(PROVIDED ENTRIES)

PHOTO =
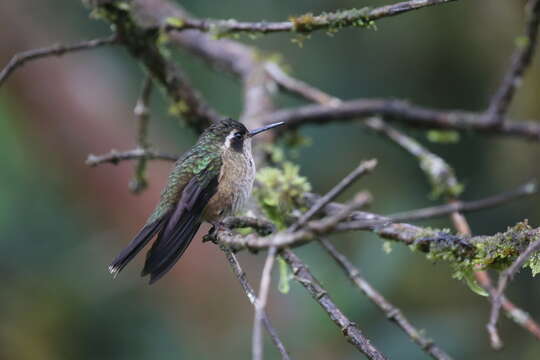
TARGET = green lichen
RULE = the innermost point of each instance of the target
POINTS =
(332, 21)
(175, 21)
(466, 256)
(303, 23)
(441, 177)
(279, 191)
(443, 136)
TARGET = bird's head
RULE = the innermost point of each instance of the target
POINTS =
(233, 134)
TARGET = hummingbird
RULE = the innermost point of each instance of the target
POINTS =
(209, 182)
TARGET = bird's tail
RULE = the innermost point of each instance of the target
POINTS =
(136, 245)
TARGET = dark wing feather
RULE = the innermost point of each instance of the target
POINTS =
(181, 226)
(136, 245)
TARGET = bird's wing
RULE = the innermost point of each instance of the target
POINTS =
(182, 222)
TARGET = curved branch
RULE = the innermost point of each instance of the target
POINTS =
(349, 329)
(302, 24)
(398, 110)
(114, 157)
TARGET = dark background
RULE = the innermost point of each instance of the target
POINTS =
(62, 222)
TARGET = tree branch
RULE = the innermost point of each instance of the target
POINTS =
(302, 24)
(318, 293)
(250, 293)
(362, 169)
(260, 304)
(496, 300)
(398, 110)
(18, 60)
(143, 45)
(114, 157)
(392, 313)
(142, 114)
(521, 59)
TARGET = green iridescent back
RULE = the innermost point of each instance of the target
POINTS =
(203, 160)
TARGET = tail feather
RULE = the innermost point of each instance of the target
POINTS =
(136, 245)
(161, 259)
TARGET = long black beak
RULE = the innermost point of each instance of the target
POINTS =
(264, 128)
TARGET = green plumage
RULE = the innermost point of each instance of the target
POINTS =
(205, 155)
(212, 180)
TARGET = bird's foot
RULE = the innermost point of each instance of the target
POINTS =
(211, 236)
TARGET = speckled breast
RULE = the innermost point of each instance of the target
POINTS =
(234, 186)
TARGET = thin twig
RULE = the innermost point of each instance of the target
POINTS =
(114, 157)
(257, 345)
(349, 329)
(402, 111)
(142, 114)
(302, 24)
(298, 87)
(496, 300)
(392, 313)
(22, 58)
(521, 59)
(527, 189)
(365, 167)
(295, 238)
(250, 293)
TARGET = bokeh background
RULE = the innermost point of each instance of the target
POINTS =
(62, 222)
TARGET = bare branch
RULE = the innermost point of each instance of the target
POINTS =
(392, 313)
(302, 24)
(262, 227)
(250, 293)
(257, 351)
(362, 169)
(349, 329)
(527, 189)
(142, 114)
(22, 58)
(521, 59)
(505, 276)
(114, 157)
(398, 110)
(298, 87)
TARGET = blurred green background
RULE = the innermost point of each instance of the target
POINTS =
(62, 222)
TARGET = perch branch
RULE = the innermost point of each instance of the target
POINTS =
(18, 60)
(392, 313)
(521, 59)
(496, 298)
(349, 329)
(142, 114)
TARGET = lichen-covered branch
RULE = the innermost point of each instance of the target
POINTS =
(142, 114)
(304, 24)
(402, 111)
(393, 313)
(143, 44)
(504, 277)
(521, 59)
(251, 295)
(349, 329)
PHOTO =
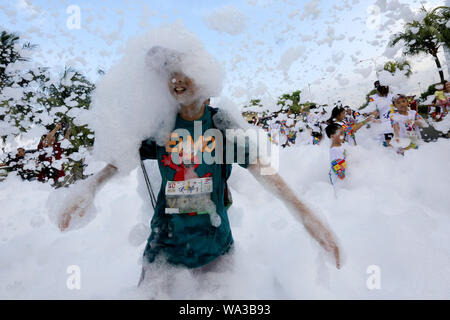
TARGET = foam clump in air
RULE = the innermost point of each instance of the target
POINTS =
(132, 101)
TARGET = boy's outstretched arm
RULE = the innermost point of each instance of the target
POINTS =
(78, 205)
(318, 230)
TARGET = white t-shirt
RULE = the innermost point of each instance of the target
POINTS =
(314, 121)
(407, 128)
(385, 107)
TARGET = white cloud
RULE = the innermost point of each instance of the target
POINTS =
(227, 19)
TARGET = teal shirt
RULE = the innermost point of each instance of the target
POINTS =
(183, 239)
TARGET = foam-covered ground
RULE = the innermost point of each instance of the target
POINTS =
(393, 212)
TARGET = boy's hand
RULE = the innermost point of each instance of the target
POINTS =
(326, 239)
(76, 206)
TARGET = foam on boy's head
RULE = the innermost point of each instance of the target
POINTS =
(163, 61)
(332, 129)
(132, 101)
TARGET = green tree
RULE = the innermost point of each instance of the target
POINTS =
(426, 35)
(393, 66)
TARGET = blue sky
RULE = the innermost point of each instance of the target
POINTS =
(268, 33)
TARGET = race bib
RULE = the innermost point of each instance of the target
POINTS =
(190, 197)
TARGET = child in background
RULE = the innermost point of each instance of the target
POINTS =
(382, 104)
(338, 115)
(337, 153)
(405, 123)
(441, 100)
(314, 122)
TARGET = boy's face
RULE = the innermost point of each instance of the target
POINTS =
(21, 152)
(338, 136)
(401, 104)
(182, 88)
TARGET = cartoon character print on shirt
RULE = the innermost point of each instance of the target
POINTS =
(193, 193)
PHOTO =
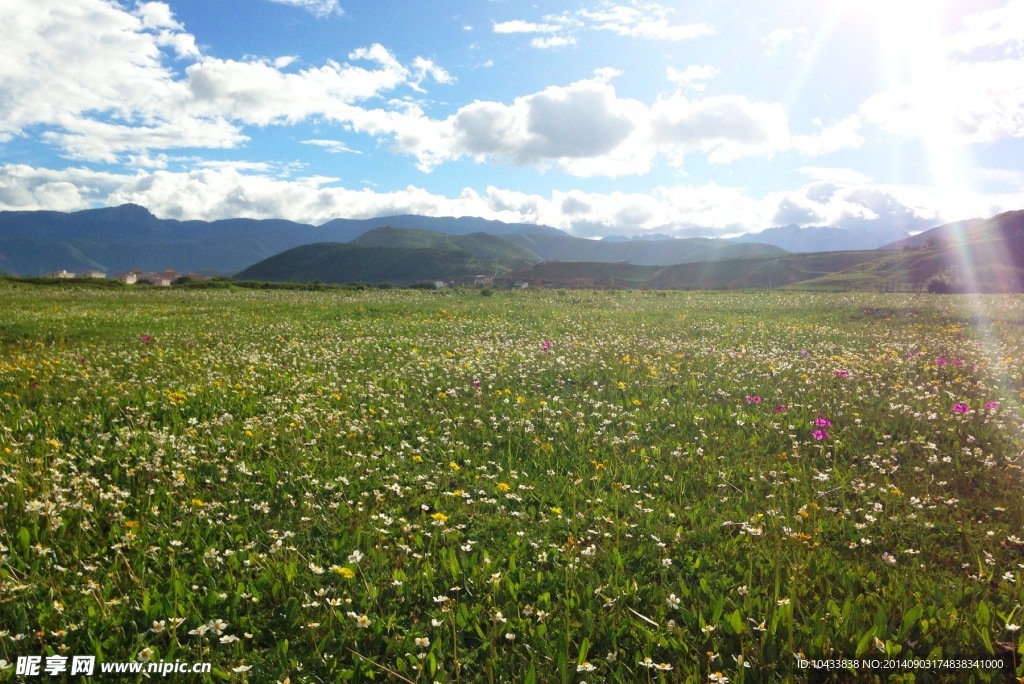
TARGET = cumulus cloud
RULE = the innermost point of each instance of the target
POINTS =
(691, 78)
(976, 91)
(110, 95)
(645, 20)
(642, 19)
(779, 37)
(973, 102)
(727, 127)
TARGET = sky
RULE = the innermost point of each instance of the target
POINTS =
(602, 118)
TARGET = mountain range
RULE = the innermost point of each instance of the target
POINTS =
(976, 255)
(973, 256)
(117, 239)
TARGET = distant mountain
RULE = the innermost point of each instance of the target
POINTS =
(755, 271)
(117, 239)
(939, 234)
(825, 239)
(975, 256)
(129, 237)
(482, 245)
(346, 229)
(641, 252)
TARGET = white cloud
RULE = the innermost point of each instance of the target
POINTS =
(547, 43)
(518, 26)
(691, 78)
(974, 92)
(645, 20)
(726, 127)
(642, 19)
(333, 146)
(316, 7)
(1001, 28)
(108, 94)
(779, 37)
(971, 102)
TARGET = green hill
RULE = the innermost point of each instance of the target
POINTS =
(986, 257)
(646, 252)
(339, 262)
(476, 244)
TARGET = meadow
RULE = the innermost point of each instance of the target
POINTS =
(534, 486)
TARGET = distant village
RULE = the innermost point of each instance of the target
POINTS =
(162, 279)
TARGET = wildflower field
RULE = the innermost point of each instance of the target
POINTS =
(534, 486)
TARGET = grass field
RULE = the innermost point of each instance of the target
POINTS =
(535, 486)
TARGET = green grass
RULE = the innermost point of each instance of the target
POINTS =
(382, 485)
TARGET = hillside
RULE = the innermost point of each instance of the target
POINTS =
(117, 239)
(475, 244)
(985, 257)
(340, 262)
(939, 234)
(643, 252)
(755, 271)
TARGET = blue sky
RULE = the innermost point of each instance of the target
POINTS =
(617, 117)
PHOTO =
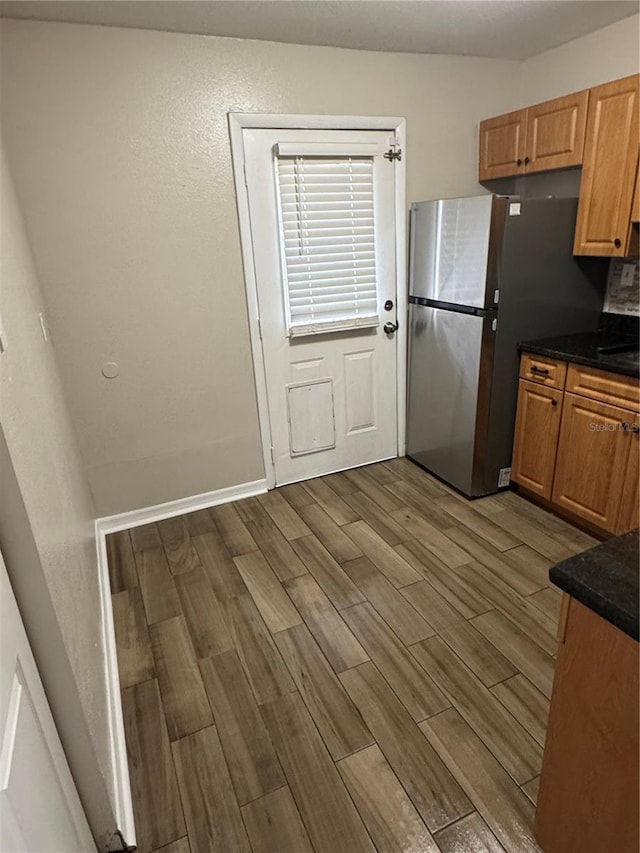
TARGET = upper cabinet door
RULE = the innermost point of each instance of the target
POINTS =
(555, 133)
(502, 144)
(610, 158)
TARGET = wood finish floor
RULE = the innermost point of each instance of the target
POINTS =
(361, 662)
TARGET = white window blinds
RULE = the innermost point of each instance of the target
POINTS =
(328, 242)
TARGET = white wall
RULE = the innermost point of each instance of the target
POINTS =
(607, 54)
(48, 469)
(119, 144)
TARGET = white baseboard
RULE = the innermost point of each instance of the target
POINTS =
(111, 524)
(182, 506)
(123, 804)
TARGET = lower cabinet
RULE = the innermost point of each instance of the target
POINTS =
(592, 460)
(536, 438)
(629, 517)
(578, 450)
(588, 795)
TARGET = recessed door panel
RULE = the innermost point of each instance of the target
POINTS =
(359, 389)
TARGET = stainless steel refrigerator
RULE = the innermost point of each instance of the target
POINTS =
(486, 272)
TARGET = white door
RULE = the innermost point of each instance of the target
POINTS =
(323, 229)
(40, 811)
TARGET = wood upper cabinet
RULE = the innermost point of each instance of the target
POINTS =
(593, 451)
(502, 144)
(609, 169)
(539, 138)
(555, 133)
(536, 437)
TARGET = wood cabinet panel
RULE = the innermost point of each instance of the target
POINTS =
(536, 438)
(588, 797)
(547, 371)
(635, 209)
(502, 144)
(603, 386)
(555, 133)
(592, 454)
(610, 158)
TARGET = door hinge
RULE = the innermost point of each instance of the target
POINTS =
(392, 155)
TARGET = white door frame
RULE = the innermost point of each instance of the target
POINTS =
(395, 126)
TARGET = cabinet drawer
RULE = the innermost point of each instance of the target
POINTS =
(546, 371)
(606, 387)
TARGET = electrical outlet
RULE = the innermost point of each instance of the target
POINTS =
(627, 275)
(504, 477)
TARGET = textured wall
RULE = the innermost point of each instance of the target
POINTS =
(119, 145)
(40, 440)
(607, 54)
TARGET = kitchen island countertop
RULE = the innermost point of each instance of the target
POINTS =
(605, 579)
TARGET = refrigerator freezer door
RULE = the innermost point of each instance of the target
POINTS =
(464, 230)
(450, 363)
(424, 241)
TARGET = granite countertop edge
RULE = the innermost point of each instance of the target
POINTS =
(605, 579)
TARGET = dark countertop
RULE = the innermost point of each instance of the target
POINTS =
(581, 348)
(605, 579)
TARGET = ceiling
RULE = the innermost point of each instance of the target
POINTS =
(508, 29)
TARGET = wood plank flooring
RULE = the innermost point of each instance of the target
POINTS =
(359, 662)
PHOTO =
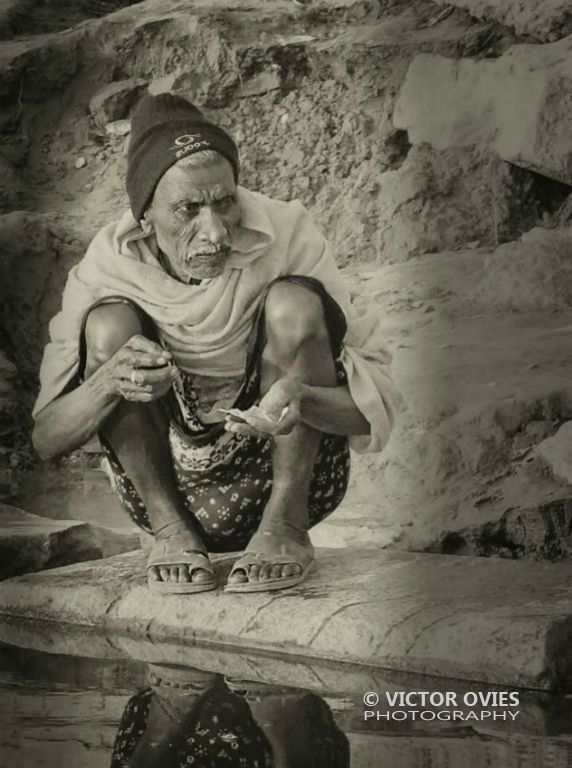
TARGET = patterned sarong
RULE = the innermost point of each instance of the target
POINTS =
(225, 479)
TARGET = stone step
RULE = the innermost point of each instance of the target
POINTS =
(495, 621)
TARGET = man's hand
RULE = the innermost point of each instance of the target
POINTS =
(281, 404)
(141, 371)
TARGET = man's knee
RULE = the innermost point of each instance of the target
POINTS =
(107, 329)
(294, 313)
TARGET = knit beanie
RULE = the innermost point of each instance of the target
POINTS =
(164, 129)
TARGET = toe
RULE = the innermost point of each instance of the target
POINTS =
(254, 573)
(265, 572)
(238, 577)
(154, 574)
(165, 573)
(182, 574)
(200, 576)
(276, 572)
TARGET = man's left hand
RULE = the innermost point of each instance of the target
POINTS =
(281, 404)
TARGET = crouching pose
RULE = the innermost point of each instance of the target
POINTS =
(207, 298)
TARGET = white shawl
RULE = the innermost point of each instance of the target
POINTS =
(206, 326)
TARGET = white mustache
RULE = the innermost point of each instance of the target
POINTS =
(207, 252)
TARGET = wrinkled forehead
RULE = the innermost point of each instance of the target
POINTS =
(212, 178)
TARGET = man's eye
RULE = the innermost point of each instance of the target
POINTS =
(189, 209)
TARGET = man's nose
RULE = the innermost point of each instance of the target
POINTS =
(211, 226)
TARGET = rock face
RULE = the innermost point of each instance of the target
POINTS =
(520, 104)
(115, 101)
(546, 21)
(431, 147)
(556, 453)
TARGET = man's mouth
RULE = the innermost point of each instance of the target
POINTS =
(207, 255)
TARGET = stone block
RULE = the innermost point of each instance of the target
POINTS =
(116, 100)
(30, 543)
(488, 620)
(519, 104)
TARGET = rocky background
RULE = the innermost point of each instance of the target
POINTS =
(433, 143)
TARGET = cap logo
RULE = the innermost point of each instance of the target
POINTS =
(188, 142)
(186, 139)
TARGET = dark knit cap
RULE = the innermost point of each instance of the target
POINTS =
(164, 129)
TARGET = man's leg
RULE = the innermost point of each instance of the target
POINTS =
(138, 434)
(298, 346)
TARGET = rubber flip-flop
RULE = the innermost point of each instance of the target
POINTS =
(165, 554)
(290, 553)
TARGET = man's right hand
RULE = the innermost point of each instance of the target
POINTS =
(141, 371)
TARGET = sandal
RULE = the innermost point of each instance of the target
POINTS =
(290, 553)
(165, 554)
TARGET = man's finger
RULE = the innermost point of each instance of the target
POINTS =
(145, 359)
(143, 344)
(152, 376)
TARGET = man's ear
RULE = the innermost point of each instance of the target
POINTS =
(146, 224)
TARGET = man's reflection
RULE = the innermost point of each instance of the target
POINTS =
(188, 717)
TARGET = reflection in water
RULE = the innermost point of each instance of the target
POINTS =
(188, 717)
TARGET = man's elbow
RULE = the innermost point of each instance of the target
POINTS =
(44, 447)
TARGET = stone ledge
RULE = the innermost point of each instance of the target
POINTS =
(494, 621)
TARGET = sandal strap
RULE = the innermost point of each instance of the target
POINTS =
(193, 558)
(293, 553)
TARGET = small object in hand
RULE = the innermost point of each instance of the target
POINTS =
(256, 417)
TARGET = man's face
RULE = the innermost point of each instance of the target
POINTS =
(194, 213)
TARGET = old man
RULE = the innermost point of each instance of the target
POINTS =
(207, 298)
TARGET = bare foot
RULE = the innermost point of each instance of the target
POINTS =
(281, 551)
(171, 541)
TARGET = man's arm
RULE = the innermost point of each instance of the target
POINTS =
(326, 409)
(332, 410)
(138, 372)
(71, 420)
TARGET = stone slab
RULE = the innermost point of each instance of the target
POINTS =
(70, 656)
(455, 103)
(488, 620)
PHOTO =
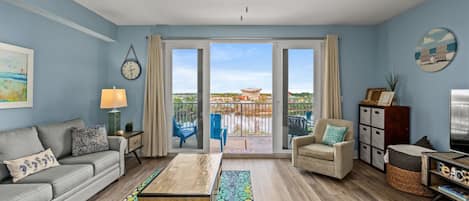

(INSTRUCTION) Please find each line above that contains the word "tail" and copy those lines out. Matching is case-sensitive.

(ANSWER TO THIS TASK)
TARGET = bird's tail
TARGET = tail feather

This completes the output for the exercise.